_TASK INSTRUCTIONS_
All of the data below should be returned exactly.

---

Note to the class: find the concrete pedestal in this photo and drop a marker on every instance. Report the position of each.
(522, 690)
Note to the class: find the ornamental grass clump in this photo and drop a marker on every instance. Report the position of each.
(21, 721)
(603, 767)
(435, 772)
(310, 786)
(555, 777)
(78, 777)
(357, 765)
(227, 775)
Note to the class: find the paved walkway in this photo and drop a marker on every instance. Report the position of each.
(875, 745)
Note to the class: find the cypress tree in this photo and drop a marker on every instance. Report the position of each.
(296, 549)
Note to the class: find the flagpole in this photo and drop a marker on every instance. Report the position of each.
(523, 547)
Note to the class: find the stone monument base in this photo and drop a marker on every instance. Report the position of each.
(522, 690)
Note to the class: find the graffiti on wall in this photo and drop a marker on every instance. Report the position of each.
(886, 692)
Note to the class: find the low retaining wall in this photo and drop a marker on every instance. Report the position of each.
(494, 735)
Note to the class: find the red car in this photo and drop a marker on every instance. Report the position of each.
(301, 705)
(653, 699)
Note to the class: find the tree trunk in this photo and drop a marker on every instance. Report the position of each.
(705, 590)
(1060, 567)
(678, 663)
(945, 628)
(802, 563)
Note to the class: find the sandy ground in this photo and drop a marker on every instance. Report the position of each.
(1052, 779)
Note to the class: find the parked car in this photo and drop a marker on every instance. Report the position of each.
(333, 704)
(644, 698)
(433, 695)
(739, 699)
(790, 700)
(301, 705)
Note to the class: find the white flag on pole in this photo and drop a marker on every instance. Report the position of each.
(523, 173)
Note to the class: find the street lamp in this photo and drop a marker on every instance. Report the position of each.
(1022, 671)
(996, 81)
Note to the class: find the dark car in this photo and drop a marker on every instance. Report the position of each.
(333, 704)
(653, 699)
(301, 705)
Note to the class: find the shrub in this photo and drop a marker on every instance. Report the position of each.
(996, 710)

---

_SOLUTION BELOW_
Note to the class: find the concrete pedestal in this photo and drop a marker on every instance. Report the position of each.
(522, 690)
Note to the class: find the ornamental grass clump in this photo and drop a marker on every instance. Report the position of each.
(21, 721)
(603, 767)
(435, 772)
(310, 786)
(555, 777)
(78, 777)
(357, 765)
(227, 775)
Note to the class: find the paved walkway in this photo and drop a marker on every instance. Report the position of each.
(875, 745)
Note to the class: find the cypress tree in this photo and drop a marker on every instance. Report the position of each.
(296, 549)
Note to the class: find the flagpole in this photo and drop a marker on every instance. Report the position of each.
(523, 547)
Note to the class: find the stone monument base in this photo and drop a marker on every instance. Report the position of each.
(522, 690)
Note to the class: find the graffiti on wall in this photo and drop a marker on every instance. Report the position of each.
(886, 692)
Note to the class: find the low retaining wall in this photo and drop a marker on every instance. Report the position of each.
(494, 735)
Note to the class: find the red car in this photo and drop a marker on every instance. Report the position of each.
(301, 705)
(653, 699)
Note to the class: find the tree trunk in this photo and drop a marker on every instance. Report the position of each.
(705, 590)
(1060, 567)
(678, 663)
(945, 628)
(802, 563)
Note to the class: find the sandy ground in this photo and drop a marker on every instance. Report the position of each.
(1052, 779)
Note to the class: find the parked car in this photo and drop a marker on every instance. Report the position of each.
(333, 704)
(644, 698)
(433, 695)
(739, 699)
(790, 700)
(301, 705)
Note to the class: find the white flag on pole in this photo and drop a marker on every instance. Report the position of each.
(523, 173)
Note to the class: find the street lamp in this photo and drop a marker on every instance. Report the position of each.
(1022, 671)
(996, 81)
Note to the class: find the dark car in this photo and drop a marker on every instance. Report the position of each.
(333, 704)
(653, 699)
(301, 705)
Note to the class: find the shrub in this photo and drop a marker on every instance. Report the position of each.
(996, 710)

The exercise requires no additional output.